§ WORK TO COMPLETE
Stop after the line with "Where can the white". Up to that point, output every line of the listing below exactly from the first one onward, skipping pictures.

§ RECORD SET
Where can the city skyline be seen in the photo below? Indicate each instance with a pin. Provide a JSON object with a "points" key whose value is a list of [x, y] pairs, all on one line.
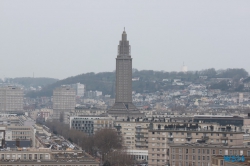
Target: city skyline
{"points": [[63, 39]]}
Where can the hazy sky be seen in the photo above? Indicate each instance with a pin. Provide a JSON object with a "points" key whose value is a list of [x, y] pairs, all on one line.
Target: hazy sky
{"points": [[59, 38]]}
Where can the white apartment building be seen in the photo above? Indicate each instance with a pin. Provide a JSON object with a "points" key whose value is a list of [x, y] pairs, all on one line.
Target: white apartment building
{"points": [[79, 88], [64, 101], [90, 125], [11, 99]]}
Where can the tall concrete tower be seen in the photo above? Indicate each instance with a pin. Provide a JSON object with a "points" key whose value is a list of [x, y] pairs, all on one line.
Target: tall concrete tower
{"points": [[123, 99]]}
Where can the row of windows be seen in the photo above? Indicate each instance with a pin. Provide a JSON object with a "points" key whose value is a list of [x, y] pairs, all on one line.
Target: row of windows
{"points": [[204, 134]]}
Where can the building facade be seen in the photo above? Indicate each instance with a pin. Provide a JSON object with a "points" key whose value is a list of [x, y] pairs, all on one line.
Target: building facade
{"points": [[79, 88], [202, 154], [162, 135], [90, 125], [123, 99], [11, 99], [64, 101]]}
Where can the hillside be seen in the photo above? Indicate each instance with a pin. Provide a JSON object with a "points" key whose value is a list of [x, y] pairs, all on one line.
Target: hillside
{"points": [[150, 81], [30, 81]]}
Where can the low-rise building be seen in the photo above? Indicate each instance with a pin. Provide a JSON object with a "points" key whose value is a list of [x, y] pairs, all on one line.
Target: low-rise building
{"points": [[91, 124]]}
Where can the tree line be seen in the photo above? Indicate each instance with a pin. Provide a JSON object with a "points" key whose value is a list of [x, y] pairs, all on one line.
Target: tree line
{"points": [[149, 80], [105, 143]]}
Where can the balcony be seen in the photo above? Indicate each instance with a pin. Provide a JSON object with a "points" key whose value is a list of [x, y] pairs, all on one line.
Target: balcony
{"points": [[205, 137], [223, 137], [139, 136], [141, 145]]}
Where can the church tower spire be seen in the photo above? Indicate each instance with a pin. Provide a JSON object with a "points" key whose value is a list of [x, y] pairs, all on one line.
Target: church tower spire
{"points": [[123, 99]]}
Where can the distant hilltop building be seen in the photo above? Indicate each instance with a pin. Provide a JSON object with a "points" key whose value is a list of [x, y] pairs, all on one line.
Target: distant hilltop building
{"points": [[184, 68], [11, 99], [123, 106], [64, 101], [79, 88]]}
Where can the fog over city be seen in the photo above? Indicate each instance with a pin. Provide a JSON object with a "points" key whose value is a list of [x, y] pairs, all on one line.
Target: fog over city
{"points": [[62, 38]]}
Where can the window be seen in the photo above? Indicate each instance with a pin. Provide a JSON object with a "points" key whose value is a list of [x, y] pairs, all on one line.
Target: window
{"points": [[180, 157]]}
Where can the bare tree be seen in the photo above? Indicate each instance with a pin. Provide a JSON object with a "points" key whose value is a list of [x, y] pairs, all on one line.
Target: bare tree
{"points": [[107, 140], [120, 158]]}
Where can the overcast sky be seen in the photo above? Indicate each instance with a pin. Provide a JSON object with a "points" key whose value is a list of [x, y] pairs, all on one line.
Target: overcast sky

§ ANSWER SECTION
Where can the city skyline be seen in the photo below? Indicate each instance with a pin. Provide a JSON object with a "points" key whose value is a list of [x, y] pairs, all on one line.
Target: city skyline
{"points": [[63, 39]]}
Where can the hazy sky be seen in the photo above? Indicate each instance with a pin. Provide a JSON object with a "points" key whose value is a list of [x, y] pairs, all on one line.
Target: hazy sky
{"points": [[59, 38]]}
Where can the white apartment building be seen in the photo above? Indicate each instance with a pin. Provide a JSON object with a "points" key whose value is a list of [x, y] pairs, all on one line.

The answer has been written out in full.